### WORK INSTRUCTION:
Go through the entries below. Copy each line in which "white" appears.

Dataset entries
★ ★ ★ ★

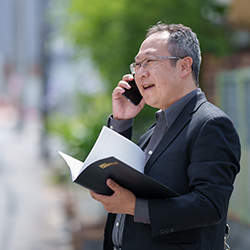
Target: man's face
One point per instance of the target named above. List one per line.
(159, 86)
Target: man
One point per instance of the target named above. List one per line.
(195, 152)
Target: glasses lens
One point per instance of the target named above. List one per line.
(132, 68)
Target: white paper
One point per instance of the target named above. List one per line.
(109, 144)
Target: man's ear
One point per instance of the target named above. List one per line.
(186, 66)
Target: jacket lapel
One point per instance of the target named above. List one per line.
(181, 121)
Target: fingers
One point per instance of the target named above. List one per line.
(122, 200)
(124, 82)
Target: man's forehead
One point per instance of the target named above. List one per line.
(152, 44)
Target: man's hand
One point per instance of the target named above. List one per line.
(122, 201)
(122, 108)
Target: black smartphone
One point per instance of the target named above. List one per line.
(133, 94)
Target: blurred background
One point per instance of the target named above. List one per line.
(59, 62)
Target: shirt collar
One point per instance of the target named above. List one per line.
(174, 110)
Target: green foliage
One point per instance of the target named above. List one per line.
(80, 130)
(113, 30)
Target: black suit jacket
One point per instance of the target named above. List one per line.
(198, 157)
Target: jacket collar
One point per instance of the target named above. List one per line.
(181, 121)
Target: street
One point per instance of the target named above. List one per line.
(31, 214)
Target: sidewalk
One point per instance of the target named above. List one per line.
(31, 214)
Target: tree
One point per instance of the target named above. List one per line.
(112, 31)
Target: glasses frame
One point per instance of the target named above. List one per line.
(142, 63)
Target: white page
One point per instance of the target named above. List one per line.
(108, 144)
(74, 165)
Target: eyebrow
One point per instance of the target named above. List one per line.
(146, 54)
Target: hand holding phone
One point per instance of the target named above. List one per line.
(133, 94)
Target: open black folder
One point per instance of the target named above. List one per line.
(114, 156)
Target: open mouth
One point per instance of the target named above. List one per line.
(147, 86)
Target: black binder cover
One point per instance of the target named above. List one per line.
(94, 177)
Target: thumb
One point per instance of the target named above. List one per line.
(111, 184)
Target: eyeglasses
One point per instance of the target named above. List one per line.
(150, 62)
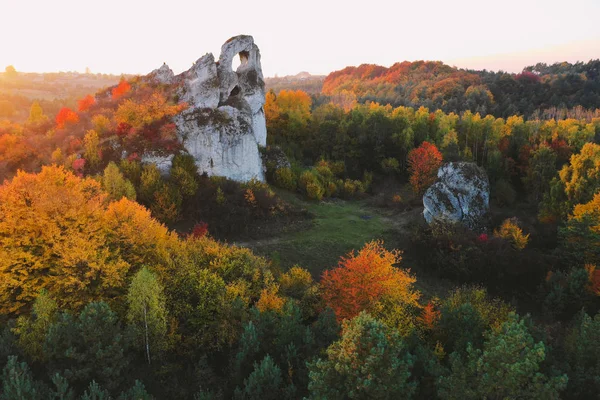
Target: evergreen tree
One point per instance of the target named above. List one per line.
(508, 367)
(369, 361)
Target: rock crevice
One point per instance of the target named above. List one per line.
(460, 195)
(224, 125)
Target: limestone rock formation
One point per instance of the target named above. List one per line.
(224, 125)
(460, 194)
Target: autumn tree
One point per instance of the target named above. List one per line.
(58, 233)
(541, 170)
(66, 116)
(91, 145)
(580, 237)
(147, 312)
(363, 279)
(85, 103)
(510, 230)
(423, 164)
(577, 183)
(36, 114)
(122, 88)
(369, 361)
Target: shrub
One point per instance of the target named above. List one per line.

★ ★ ★ ★

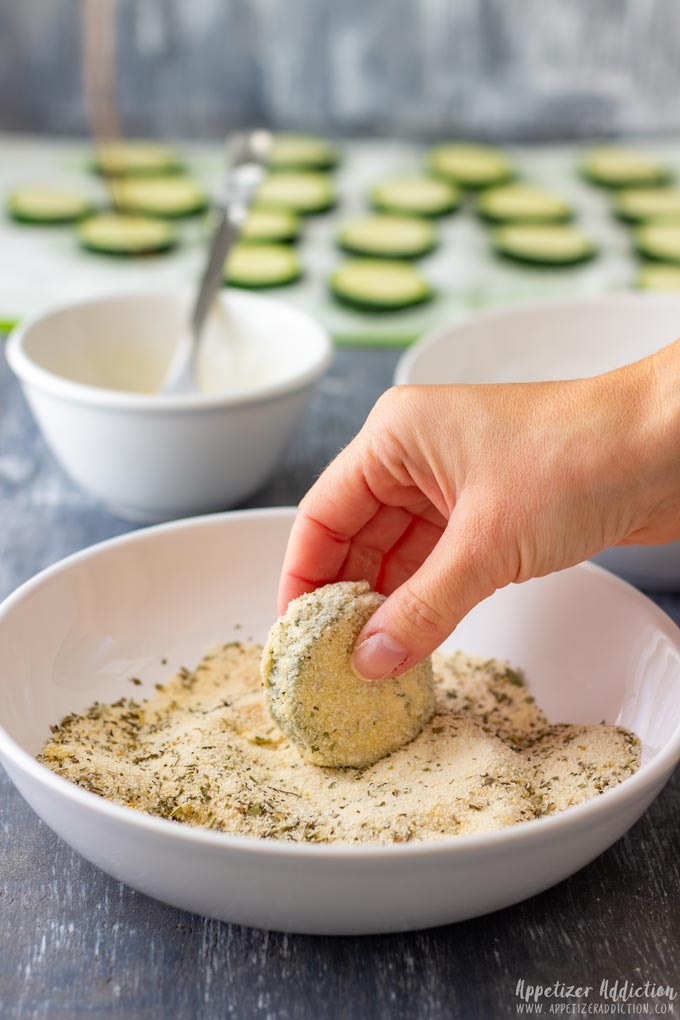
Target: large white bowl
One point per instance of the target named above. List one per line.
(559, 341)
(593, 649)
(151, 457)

★ ★ ★ ★

### EXERCISE RESULT:
Target: white paper
Target: white page
Target: large white bowl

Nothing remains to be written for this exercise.